**Opdracht:** Meld hoeveel regels van de vermeldingen hieronder de tekenreeks "necklace" bevatten, waarbij het verschil tussen hoofdletters en kleine letters telt. Geef alleen het getal.
----
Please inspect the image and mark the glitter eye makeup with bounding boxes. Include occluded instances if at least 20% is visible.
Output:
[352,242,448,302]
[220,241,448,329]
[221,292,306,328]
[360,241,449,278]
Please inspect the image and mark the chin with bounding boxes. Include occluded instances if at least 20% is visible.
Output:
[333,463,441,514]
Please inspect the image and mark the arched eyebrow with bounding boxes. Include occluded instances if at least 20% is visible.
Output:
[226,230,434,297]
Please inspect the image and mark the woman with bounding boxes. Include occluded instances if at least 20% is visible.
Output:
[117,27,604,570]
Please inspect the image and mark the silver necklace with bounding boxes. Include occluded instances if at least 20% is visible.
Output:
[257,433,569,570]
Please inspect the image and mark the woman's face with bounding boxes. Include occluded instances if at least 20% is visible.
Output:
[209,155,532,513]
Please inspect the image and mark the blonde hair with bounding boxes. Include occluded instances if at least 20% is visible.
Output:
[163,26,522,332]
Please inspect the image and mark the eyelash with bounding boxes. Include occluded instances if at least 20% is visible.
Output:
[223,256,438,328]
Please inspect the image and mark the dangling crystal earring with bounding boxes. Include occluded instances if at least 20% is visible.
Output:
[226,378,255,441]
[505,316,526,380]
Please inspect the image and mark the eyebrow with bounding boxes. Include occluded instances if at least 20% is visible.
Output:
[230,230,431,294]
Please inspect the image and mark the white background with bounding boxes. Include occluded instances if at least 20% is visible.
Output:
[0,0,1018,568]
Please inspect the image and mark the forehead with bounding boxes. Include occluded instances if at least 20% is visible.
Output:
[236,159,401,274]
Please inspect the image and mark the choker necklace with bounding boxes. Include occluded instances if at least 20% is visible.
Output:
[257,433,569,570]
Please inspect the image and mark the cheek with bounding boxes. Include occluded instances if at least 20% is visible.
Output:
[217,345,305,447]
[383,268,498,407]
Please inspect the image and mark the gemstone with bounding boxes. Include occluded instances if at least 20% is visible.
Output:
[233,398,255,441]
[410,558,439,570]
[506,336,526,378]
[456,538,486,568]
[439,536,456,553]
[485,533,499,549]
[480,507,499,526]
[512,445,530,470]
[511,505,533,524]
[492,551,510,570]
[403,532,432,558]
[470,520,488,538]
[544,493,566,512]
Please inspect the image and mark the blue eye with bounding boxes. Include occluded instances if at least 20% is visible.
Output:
----
**Antwoord:** 2